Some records
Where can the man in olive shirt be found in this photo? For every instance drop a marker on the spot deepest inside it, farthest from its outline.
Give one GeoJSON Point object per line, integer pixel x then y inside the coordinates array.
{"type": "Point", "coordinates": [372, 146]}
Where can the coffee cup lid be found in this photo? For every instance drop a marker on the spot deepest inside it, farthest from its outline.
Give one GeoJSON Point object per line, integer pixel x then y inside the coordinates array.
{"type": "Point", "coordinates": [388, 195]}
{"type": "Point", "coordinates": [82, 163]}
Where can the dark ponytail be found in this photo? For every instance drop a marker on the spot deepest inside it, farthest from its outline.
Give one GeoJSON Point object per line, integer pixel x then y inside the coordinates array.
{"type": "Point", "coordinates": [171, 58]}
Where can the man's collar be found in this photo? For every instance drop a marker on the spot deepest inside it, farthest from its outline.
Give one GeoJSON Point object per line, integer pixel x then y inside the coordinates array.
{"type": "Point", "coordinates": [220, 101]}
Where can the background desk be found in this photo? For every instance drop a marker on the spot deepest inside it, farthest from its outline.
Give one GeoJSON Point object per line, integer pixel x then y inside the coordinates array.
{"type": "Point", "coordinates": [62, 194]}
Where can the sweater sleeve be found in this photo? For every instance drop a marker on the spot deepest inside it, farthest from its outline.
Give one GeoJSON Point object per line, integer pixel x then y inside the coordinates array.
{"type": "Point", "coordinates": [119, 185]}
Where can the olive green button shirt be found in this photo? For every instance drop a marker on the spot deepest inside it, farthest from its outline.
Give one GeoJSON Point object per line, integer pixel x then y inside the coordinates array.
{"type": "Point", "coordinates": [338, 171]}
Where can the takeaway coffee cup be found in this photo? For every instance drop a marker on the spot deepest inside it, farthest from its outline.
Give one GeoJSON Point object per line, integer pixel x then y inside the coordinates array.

**What to work on**
From the line holding "Where can the olive" through the last line above, reproduce each line exactly and add nothing.

**Task output**
Where can the olive green button shirt be found in this photo? For every instance drop a marker on the spot deepest inside it, farthest from its outline.
Give one GeoJSON Point object per line, integer pixel x then y inside the coordinates array.
{"type": "Point", "coordinates": [338, 171]}
Where can the takeaway coffee cup be found in this photo? For every instance drop a marker on the spot deepest inside it, farthest from its outline.
Give one GeoJSON Point object per line, integer pixel x then y inside the coordinates array.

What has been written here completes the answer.